-- Stated exercise A --
Reproduce the stretch of the passage on the birds of Calumet from "In the drab, early" through "even pied-billed grebes.", word for word.

In the drab, early spring, the newly arrived birds are abundant in Calumet. Black-crowned night herons settle in their nests (they have begun nesting low here at the marsh’s waterline, rather than in the trees, though no one knows why). Mute swans coil in the reeds or fish in Dead Stick Pond and emerge with brown-stained necks. At Indian Ridge, an egret stands on the edge of the water, a calligraphic stroke of white ink, grasping stems one by one to create a nest. Amidst arsenic, lead, cyanide, mercury, and aluminum are double-crested cormorants (their twin tufts announce they are ready to mate), terns, house wrens, even pied-billed grebes.

At Big Marsh, a body of water so polluted it is silent, are the tiny tree swallows, preening their iridescent teal feathers and zipping above the surface of the water to snatch insects. The house sparrow, a plainer bird, competes with the swallows for territory and nesting spaces. The house [End Page 11] sparrow is an invasive species, successful the world over because it can nest and reproduce almost anywhere. One ornithologist calls them “yucky.” Others report they have seen sparrows rob bluebirds and purple martins of their nests by destroying eggs or pecking their rivals’ eyes out. The seventeenth-century physician Culpepper attested to their venery, recommending them as an aphrodisiac. Sparrows could be nymphomaniac witches in disguise, or even the devil himself. When St. Dominic was preaching on deception, Cecilia tells us, a group of sparrows descended. The monk asked a nun to bring him one. He plucked it clean of its feathers and pitched it out, admonishing the bird:“You wretch, you rogue! . . . Fly now if you can, enemy of mankind.”

Part of a data file:
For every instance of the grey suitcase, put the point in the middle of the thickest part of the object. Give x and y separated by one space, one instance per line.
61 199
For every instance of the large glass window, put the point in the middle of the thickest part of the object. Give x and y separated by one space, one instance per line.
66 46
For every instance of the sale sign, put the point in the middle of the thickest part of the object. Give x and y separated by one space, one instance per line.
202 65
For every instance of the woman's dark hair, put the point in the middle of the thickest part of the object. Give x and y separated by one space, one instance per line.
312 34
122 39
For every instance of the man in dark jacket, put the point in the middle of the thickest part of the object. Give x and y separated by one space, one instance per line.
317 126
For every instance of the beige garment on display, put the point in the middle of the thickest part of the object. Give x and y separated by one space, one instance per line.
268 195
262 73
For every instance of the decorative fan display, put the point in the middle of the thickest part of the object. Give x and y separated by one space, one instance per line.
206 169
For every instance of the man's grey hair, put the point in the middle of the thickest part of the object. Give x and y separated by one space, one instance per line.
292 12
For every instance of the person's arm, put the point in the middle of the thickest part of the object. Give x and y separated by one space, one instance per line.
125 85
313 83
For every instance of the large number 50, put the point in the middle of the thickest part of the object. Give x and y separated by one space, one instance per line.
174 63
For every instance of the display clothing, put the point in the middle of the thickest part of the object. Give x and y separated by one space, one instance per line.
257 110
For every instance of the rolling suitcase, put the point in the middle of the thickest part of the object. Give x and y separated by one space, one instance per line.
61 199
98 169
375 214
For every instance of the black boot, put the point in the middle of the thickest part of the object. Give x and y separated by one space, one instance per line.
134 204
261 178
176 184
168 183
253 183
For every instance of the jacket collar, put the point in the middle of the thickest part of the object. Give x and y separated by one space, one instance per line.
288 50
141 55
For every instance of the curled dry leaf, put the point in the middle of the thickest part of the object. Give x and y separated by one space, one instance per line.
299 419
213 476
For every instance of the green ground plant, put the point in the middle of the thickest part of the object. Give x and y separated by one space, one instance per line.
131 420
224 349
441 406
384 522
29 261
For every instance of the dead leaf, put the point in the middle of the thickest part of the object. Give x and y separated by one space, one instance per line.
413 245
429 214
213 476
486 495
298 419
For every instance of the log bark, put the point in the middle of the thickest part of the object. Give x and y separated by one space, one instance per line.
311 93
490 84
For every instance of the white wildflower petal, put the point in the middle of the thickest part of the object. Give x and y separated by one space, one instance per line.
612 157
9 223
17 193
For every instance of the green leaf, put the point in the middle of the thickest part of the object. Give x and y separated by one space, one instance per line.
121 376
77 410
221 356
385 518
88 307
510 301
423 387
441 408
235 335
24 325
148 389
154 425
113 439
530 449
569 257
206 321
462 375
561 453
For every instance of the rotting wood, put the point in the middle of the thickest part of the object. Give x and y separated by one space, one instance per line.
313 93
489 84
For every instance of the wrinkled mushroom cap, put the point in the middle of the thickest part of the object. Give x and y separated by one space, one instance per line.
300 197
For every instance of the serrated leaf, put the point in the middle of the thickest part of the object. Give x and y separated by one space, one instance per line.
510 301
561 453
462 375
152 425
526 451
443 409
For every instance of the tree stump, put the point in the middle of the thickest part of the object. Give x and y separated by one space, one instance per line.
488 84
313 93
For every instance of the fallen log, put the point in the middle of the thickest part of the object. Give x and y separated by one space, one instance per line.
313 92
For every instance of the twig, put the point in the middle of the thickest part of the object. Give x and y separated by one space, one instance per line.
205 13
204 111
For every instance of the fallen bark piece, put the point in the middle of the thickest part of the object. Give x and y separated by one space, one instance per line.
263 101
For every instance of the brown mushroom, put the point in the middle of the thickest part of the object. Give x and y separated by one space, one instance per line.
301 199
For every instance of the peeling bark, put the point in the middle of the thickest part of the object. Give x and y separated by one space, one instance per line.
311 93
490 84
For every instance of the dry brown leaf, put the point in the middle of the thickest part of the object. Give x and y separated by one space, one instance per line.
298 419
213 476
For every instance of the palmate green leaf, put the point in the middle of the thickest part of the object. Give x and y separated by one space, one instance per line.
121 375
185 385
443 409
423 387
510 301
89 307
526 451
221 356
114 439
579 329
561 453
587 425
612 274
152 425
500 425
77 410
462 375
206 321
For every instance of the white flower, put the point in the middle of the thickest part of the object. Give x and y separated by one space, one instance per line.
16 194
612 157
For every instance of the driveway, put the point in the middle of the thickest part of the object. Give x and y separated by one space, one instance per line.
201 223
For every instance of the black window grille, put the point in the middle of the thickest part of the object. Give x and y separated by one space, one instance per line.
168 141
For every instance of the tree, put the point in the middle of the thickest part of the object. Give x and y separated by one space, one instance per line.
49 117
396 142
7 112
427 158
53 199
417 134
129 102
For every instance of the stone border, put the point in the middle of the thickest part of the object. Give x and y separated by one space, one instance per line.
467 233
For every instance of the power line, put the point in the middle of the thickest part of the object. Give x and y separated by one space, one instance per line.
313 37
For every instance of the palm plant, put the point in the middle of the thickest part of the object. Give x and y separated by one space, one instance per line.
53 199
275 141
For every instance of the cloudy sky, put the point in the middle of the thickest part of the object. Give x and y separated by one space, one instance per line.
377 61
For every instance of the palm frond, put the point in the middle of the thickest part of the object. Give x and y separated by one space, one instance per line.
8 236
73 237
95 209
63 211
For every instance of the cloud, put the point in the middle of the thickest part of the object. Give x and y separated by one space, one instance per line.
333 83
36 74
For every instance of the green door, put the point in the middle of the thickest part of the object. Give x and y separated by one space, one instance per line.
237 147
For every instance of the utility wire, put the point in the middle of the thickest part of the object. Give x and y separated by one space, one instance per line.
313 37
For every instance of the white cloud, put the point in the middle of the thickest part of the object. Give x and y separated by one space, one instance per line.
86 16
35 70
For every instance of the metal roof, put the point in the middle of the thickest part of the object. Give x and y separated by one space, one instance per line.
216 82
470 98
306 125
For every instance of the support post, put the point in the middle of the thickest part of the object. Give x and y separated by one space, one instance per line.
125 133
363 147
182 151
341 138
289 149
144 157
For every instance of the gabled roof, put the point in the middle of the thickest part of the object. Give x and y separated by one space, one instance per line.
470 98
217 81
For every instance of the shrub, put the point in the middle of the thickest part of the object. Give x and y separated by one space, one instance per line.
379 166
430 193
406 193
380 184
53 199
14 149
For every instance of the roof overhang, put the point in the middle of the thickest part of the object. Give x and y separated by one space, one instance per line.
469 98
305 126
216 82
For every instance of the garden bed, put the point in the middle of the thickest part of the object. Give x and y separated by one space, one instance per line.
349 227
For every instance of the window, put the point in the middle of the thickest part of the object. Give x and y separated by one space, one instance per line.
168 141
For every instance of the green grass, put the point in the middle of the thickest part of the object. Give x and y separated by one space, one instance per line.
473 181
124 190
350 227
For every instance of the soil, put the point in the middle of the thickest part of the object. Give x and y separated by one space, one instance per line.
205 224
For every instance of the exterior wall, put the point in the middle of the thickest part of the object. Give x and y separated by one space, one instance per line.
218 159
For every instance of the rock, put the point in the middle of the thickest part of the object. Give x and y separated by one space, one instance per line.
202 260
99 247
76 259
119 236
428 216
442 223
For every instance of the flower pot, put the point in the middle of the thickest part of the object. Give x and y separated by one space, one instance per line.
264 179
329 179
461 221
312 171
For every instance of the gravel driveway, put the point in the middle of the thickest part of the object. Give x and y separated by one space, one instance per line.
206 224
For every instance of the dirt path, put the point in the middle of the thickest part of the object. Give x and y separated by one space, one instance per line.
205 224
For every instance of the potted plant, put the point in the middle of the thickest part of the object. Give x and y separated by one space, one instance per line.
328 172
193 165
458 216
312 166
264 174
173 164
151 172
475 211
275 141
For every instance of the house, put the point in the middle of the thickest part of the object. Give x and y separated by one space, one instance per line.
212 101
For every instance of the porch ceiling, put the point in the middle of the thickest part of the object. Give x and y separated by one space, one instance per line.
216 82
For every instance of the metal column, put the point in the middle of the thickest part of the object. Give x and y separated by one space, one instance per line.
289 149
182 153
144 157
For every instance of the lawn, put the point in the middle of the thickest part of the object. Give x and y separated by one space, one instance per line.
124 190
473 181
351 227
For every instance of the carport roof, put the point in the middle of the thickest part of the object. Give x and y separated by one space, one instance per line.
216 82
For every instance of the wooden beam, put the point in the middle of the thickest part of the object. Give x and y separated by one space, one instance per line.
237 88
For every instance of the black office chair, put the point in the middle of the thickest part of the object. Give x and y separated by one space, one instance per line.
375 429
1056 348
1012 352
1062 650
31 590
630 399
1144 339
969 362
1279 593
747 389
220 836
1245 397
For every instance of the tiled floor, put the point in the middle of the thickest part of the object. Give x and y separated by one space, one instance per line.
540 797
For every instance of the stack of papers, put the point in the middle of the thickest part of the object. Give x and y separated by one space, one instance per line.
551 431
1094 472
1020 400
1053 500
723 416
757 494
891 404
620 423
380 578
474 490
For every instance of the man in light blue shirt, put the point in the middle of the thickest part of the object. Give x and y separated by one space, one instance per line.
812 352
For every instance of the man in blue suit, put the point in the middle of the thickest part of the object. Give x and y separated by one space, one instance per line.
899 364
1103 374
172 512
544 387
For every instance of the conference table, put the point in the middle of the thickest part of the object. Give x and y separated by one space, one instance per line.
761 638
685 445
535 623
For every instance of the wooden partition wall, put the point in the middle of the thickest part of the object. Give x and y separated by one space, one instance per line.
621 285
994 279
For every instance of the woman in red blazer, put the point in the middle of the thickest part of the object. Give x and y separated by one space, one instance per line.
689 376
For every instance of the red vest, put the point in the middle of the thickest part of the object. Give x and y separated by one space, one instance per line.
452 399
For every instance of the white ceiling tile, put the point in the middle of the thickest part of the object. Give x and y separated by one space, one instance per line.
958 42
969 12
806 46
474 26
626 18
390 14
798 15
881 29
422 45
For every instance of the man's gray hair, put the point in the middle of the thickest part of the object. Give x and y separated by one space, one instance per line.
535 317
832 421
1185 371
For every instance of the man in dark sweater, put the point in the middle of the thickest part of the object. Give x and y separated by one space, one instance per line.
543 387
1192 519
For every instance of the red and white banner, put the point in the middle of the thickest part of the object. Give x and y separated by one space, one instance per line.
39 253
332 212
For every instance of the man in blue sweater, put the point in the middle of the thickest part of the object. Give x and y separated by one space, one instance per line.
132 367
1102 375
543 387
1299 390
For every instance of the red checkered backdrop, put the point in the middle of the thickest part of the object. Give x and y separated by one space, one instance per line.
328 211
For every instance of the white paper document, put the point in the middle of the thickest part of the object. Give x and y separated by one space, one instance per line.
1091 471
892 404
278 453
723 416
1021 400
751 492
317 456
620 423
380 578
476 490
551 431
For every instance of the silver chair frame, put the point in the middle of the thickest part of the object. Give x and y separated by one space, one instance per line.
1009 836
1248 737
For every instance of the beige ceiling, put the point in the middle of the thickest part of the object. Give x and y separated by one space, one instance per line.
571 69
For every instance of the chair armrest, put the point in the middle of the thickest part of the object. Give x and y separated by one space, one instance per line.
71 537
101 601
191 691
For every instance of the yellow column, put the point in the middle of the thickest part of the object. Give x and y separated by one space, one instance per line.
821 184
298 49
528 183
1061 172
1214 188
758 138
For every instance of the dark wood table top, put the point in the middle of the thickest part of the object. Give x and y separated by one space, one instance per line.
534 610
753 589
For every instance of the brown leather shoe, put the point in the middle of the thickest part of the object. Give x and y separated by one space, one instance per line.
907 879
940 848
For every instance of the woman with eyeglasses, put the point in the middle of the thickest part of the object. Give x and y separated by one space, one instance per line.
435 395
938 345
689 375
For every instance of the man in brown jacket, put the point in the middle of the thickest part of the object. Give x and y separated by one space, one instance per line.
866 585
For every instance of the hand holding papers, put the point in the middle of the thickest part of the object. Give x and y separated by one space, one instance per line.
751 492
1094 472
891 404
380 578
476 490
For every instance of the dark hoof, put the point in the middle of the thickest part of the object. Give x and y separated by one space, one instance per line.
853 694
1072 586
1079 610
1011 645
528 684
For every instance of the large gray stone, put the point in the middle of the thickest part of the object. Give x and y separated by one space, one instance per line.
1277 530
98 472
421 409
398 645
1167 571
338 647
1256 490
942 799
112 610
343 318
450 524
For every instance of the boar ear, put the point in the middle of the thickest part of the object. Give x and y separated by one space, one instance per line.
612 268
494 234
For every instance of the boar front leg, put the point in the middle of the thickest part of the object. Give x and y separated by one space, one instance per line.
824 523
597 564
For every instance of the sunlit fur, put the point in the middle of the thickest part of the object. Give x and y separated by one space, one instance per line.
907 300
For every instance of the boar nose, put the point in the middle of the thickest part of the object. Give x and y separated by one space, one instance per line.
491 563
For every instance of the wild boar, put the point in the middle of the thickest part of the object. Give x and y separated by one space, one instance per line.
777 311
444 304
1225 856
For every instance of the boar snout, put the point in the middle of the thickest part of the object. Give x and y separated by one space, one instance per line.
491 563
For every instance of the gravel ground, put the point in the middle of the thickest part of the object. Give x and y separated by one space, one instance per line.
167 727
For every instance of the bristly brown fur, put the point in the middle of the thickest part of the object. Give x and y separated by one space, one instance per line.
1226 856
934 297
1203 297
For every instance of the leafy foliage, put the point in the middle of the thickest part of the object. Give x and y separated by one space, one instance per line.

-- Stated exercise B --
Collect every line of the rows above that contains the string "mushroom", matching case exactly.

-- Full output A --
In the drab, early spring, the newly arrived birds are abundant in Calumet. Black-crowned night herons settle in their nests (they have begun nesting low here at the marsh’s waterline, rather than in the trees, though no one knows why). Mute swans coil in the reeds or fish in Dead Stick Pond and emerge with brown-stained necks. At Indian Ridge, an egret stands on the edge of the water, a calligraphic stroke of white ink, grasping stems one by one to create a nest. Amidst arsenic, lead, cyanide, mercury, and aluminum are double-crested cormorants (their twin tufts announce they are ready to mate), terns, house wrens, even pied-billed grebes.

-- Full output B --
For every instance of the wrinkled mushroom cap, put the point in the middle of the thickest part of the object. Give x and y separated by one space, one instance per line.
For every instance of the brown mushroom, put the point in the middle of the thickest part of the object. Give x and y separated by one space, one instance per line.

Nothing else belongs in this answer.